━━━━━ Excerpted records

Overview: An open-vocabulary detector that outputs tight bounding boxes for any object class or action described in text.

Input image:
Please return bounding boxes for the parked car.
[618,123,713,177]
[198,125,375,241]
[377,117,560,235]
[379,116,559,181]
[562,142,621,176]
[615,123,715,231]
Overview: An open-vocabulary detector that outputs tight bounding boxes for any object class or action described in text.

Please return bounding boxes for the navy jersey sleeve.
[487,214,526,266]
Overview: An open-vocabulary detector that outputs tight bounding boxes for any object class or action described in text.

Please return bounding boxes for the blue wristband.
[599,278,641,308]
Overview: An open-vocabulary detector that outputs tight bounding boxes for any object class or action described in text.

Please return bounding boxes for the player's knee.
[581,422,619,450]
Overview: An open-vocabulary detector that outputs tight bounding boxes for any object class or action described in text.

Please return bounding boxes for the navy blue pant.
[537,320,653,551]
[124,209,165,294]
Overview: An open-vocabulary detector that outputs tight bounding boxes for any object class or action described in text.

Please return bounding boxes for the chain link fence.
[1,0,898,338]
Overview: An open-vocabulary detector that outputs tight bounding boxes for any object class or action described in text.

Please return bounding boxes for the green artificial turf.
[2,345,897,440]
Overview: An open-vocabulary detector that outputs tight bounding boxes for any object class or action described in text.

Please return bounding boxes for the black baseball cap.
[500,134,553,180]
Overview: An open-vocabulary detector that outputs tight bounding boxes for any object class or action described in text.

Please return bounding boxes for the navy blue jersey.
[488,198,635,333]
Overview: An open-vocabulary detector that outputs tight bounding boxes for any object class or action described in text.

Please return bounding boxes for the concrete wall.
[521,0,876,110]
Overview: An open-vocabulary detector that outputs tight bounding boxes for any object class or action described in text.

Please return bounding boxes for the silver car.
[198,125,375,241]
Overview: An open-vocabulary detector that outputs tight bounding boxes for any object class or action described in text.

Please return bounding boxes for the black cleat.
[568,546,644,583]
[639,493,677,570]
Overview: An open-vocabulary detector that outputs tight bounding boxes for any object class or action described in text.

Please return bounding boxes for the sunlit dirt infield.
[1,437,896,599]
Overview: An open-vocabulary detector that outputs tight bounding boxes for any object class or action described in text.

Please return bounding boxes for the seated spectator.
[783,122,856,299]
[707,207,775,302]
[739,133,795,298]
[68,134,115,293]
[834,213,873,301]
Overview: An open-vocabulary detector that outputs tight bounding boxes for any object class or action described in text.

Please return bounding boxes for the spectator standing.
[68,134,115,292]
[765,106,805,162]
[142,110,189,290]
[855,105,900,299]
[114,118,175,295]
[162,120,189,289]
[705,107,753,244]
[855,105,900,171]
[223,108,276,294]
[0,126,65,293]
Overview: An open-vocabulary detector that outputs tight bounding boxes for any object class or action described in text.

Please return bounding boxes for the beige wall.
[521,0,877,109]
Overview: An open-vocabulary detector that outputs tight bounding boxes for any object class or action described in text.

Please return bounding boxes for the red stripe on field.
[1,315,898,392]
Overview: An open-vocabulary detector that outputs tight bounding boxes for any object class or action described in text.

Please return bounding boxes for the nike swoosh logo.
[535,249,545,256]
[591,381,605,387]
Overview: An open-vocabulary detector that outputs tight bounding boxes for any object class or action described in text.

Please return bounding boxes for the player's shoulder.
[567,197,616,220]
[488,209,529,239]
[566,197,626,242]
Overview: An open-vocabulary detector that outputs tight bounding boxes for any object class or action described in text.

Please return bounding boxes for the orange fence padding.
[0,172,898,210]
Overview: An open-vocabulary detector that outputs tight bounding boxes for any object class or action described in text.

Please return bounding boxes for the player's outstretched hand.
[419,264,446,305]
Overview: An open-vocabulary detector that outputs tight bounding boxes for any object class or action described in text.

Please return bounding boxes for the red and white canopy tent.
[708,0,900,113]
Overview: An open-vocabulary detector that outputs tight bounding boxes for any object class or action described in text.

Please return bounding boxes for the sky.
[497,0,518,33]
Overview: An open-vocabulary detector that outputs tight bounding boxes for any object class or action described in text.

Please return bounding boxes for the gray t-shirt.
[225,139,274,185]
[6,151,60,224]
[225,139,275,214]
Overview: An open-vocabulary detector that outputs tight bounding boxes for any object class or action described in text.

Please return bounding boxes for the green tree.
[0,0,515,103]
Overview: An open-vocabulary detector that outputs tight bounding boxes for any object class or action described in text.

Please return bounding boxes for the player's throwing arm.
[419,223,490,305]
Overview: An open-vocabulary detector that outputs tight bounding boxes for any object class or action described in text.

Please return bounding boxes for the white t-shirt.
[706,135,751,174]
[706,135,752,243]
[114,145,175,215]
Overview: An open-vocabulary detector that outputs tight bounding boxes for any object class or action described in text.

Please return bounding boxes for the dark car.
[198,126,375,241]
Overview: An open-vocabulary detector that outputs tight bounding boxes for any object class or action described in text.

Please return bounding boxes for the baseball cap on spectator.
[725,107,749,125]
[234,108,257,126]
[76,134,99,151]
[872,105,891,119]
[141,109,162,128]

━━━━━━━━━━

**Exercise brief**:
Every line from the line containing "Please return bounding boxes for the sky." to the last line of the material above must be repeated exactly, and no other line.

**Exercise solution**:
Please return bounding boxes for the sky.
[497,0,518,33]
Overview: An open-vocabulary detector that outputs tight bounding boxes for any object class or action described in text.

Please return bounding boxes for the gray t-shirt.
[225,139,274,185]
[6,151,60,224]
[225,139,275,214]
Overview: An open-vocabulary detector that outputs tight bounding boxes for any object class or action described in text.

Please return bounding boxes for the green tree.
[0,0,515,103]
Overview: An open-vocabulary detector that outputs tight bounding boxes for any object class or action described in text.

Please return bounding boxes for the player's throwing arm.
[419,223,490,305]
Overview: An open-vocabulary detector that outputs tight bounding boxes for any object class or action described in text.

Please return bounding boxes for the white t-shirt.
[706,135,751,174]
[706,135,752,243]
[114,145,175,215]
Overview: An open-vocabulary detector that outputs tight bounding boxes for any object class or action described in text.

Please return bounding boxes for the dark car.
[198,126,375,241]
Overview: An open-vocabulary detector that outputs tight bounding boxes for any object class or action described in text.

Please return bounding boxes for the baseball cap on spectator.
[725,107,749,125]
[234,108,257,126]
[76,134,99,151]
[872,105,891,119]
[141,109,162,128]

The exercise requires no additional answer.